(TASK DIRECTIONS): Reproduce each of the items below word for word, omitting the pictures from your answer.

(DATA LISTING):
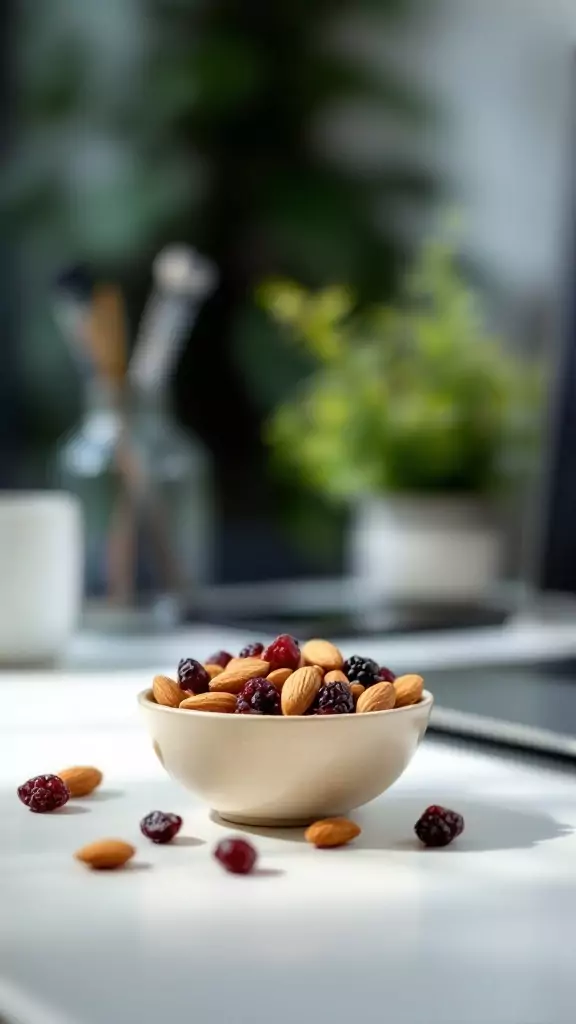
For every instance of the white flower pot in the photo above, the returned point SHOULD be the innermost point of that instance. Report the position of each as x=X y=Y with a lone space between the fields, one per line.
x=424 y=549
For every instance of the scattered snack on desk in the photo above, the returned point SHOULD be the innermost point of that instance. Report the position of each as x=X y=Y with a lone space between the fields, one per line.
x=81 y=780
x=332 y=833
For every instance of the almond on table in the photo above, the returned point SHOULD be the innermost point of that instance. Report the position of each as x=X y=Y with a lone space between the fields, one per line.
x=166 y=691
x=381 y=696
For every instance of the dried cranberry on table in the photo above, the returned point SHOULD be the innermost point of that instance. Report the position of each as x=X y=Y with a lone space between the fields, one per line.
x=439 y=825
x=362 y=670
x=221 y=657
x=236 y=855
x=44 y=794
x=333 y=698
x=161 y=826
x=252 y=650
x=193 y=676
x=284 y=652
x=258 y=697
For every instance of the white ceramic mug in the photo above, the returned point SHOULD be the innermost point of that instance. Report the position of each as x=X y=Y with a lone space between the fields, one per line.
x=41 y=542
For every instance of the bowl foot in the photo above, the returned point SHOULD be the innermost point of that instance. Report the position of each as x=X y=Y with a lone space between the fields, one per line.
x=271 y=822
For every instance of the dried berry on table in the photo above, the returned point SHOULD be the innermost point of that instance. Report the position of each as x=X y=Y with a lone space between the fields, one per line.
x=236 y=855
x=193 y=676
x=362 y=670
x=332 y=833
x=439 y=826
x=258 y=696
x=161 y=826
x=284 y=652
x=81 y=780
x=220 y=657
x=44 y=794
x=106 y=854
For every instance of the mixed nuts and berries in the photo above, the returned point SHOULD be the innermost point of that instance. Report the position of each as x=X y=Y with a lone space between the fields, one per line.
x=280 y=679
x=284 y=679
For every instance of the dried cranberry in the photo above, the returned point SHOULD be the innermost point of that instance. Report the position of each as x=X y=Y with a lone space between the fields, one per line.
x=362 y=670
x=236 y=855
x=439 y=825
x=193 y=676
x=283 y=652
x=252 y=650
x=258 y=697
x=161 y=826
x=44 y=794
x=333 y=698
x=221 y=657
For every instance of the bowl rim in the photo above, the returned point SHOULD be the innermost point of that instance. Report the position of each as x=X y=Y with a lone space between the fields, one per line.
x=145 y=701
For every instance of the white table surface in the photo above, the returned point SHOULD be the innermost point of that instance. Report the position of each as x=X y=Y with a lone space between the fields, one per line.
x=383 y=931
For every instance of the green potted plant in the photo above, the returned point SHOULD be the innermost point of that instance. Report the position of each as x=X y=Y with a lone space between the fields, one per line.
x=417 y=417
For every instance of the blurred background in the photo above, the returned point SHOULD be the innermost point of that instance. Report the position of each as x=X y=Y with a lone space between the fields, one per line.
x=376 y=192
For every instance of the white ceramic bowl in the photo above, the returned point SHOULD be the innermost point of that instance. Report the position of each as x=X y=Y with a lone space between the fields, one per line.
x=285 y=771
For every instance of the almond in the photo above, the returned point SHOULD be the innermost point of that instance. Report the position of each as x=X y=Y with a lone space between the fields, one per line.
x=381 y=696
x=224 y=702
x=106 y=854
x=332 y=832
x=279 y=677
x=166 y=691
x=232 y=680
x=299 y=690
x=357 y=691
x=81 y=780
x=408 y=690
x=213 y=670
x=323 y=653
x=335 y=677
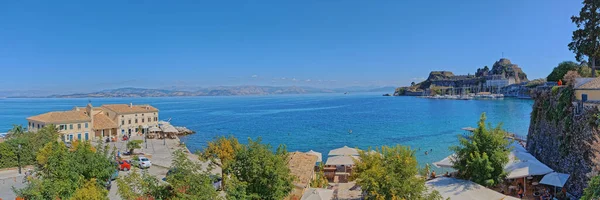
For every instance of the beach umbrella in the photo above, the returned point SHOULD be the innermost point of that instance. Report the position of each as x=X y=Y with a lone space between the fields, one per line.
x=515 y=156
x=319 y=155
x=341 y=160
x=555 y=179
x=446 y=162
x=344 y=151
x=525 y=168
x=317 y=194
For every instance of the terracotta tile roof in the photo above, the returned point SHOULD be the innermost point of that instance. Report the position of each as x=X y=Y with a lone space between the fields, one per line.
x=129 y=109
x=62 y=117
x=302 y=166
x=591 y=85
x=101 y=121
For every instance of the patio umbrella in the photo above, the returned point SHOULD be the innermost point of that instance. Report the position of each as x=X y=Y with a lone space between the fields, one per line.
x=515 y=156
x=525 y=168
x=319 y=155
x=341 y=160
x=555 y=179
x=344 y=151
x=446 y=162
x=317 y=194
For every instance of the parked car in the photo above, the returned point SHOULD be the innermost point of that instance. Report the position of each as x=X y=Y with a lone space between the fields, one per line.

(ANSWER TO THE EXERCISE):
For every instance of the white flower pot in the photo above, the returned point SHOULD be the innermost point of that instance. Report the position of each as x=X y=Y with a lone space between the fields, one per line.
x=424 y=549
For every instance of the scattered snack on desk in the photo above, the returned point SHOULD be the innermost point of that instance. Report the position of each as x=X y=Y with a lone space between the fields, one per line.
x=81 y=780
x=332 y=833
For every instance of the almond on table in the photo above, the returned point SHOULD be the innermost point of that instance. Report the position of each as x=X y=Y with a lone space between the fields, one per line.
x=166 y=691
x=381 y=696
For every instance of the dried cranberry on table in the photo above, the returned point SHOULD be the innermost point of that instance. Report the position of each as x=X y=Y with a lone space between the fields, one per line.
x=439 y=825
x=362 y=670
x=221 y=657
x=236 y=855
x=44 y=794
x=333 y=698
x=161 y=826
x=252 y=650
x=193 y=676
x=284 y=652
x=258 y=697
For every instance of the white ceramic mug in the photo above, the returned point SHOULD be the innermost point of that instance. Report the position of each as x=X y=Y with a lone space between the fields, one per line.
x=41 y=542
For every instance of the bowl foot in the photo above, the returned point SHOULD be the innermost point of that instance. Report the position of each as x=X y=Y with a lone space between the fields, one per line.
x=271 y=822
For every instance of the dried berry on table in the photo above, the returned point SHOULD be the innermost point of that instance. Report the position of each as x=X y=Y with a lone space between the fields, one per line.
x=236 y=855
x=193 y=676
x=362 y=670
x=332 y=833
x=439 y=826
x=258 y=696
x=161 y=826
x=284 y=652
x=81 y=780
x=220 y=657
x=44 y=794
x=106 y=854
For every instance of the mixed nuts and berries in the photo above, the returned point SHOULD be the innermost point of that instance. Report the position of each as x=X y=Y with a lone space between the fields, one per line.
x=280 y=679
x=284 y=679
For every instance of the dried cranberry in the photo above, the returned point SHOULD be the innermost point of that instance. Report the position of each as x=X y=Y with a lone space between the fields, one per line.
x=362 y=670
x=236 y=855
x=439 y=825
x=193 y=676
x=283 y=652
x=252 y=650
x=258 y=697
x=161 y=826
x=44 y=794
x=333 y=698
x=221 y=657
For every instance of the bowl rim in the photo above, the returned point SHOULD be the innermost point of that instance. Report the position of each as x=X y=Y with a lone space between the fields, one per line.
x=145 y=701
For every instance of the white table surface in the photo above, the returned point SHOULD be the innermost point of that instance. Report the position of each as x=X y=Y with a lone space between the fields, one per line.
x=383 y=931
For every instance of the green potted plant in the photo above, the returned point SHOULD be the innermost point of that instance. Report the position of each as x=X y=Y with a lone space between the fields, one per line.
x=417 y=417
For every instance of the blurred background in the photo above, the returned point SHOULD be the innermost point of that instance. Report the position of each as x=X y=Y with a lone space between the fields, one per line.
x=376 y=192
For every instance of the white ceramic bowl in the photo above, the returned point SHOULD be the innermost point of that instance. Report the position of each as x=X y=Y with a lone space between the fields, one per line.
x=285 y=771
For every instance of the almond in the photo above, the returned point SHOULD be the innermost point of that instance. Report the position of each as x=X y=Y with a lone space between the fields, one per line.
x=381 y=696
x=224 y=702
x=106 y=854
x=332 y=832
x=279 y=677
x=166 y=691
x=232 y=680
x=299 y=690
x=357 y=691
x=81 y=780
x=408 y=690
x=213 y=670
x=323 y=653
x=335 y=677
For every instance of the beach umbrella in the photo above, the returned point SHOULD be the innermost point of that instance. Report the position of each as x=X y=Y with a lone space between the fields, one per line.
x=515 y=156
x=319 y=155
x=341 y=160
x=555 y=179
x=446 y=162
x=344 y=151
x=525 y=168
x=317 y=194
For every instance of the terracotta tile roof in the photo above, the returned point SHOULD be the innermost point of that instance. Report the position of each as x=X y=Y with a lone space between the fields, one per line.
x=129 y=109
x=62 y=117
x=302 y=166
x=591 y=85
x=101 y=121
For every instance of the patio umbrella in the photo above, the returned point SHOULD be the innermost point of that instance. Report the position of each as x=X y=Y with a lone space between the fields, one per line.
x=515 y=156
x=525 y=168
x=319 y=155
x=341 y=160
x=555 y=179
x=344 y=151
x=446 y=162
x=317 y=194
For every instance of the parked car in the photo above, the returned point SHOULD be the innermost point of that instance. Report the position of each as x=X y=Y with a lone space between the fields, one per line.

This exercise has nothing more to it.